Bartku, lepiej bym tego nie powiedziała. Dziękuję Ci bardzo za ten komentarz. Uważam, że kiedy schodzimy z naszej drogi przeznaczenia, to wtedy wszechświat bardzo ostro, wręcz okrutnie, przypomina nam o niej. Cieszę się, że się nie poddałeś. Że wybrałeś siebie, że wybrałeś życie, że wybrałeś jasną stronę mocy. Bo samoświadomość, szczęście i możliwość realizacji to jest zawsze nasze przeznaczenia. Lepiej przejść przez trudne początkowe zmiany, a nie tkwić w marazmie. Trzymam za Ciebie kciuki i na maxa się cieszę, że jesteś już w drodze. Że podjąłeś już decyzję. Myślami jestem z Tobą. Pozdrawiam czule!

Odpowiedź
Darek 10 czerwca 2016 - 20:18

Jaka Ty jesteś fajna dziewczyna! No robię coś co mnie średnio zajmuje, mam na boku hobby (foto, zresztą nie tylko to mnie interesuje)
i nie odważyłbym się zerwać z dotychczasowym trybem. Mam 56 lat, może dlatego się boję, że już za późno na zmiany. A z czego będę żył? Myślę, że mnie w dzieciństwie mama zablokowała. Była nadmiernie kontrolująca. Stres (np. kiedy jestem sam na sam z modelką, nawet jak koledzy są obok, ale wtedy kiedy muszę na szybko coś jej zaproponować) tak mnie blokuje, że nic nie wychodzi.

※

**Zadanie**
Napisz krócej akapit z fragmentu dokumentu, który zaczyna się od słów „Bartku, lepiej bym tego nie powiedziała”. Zachowaj jego najważniejsze myśli.

**Fragment źródła**

※

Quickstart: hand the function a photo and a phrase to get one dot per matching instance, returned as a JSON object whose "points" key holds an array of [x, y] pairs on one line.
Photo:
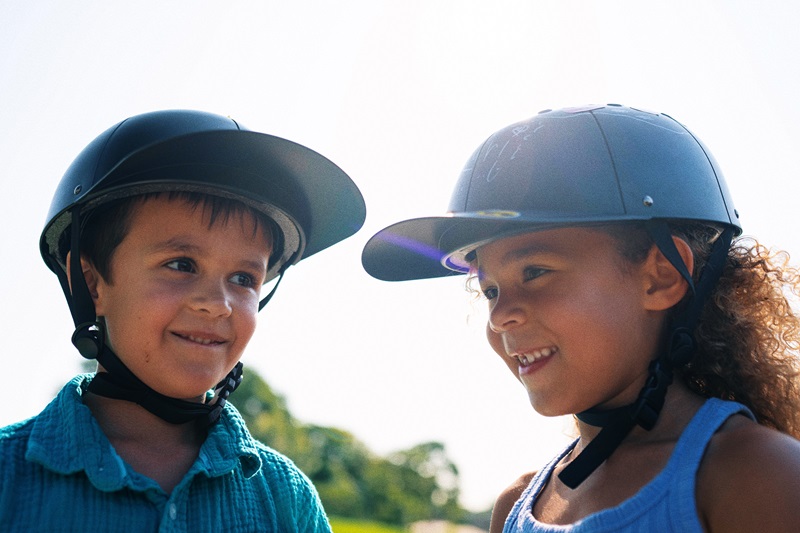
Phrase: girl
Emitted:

※

**W odpowiedzi**
Bartku, dziękuję Ci za ten trafny komentarz. Uważam, że gdy zbaczamy z drogi przeznaczenia, wszechświat boleśnie nam o niej przypomina. Cieszę się, że się nie poddałeś i wybrałeś siebie, życie i jasną stronę mocy. Samoświadomość, szczęście i realizacja to zawsze nasze przeznaczenie. Lepiej przejść przez trudne zmiany, niż tkwić w marazmie. Trzymam kciuki i cieszę się, że podjąłeś decyzję i jesteś już w drodze. Pozdrawiam czule!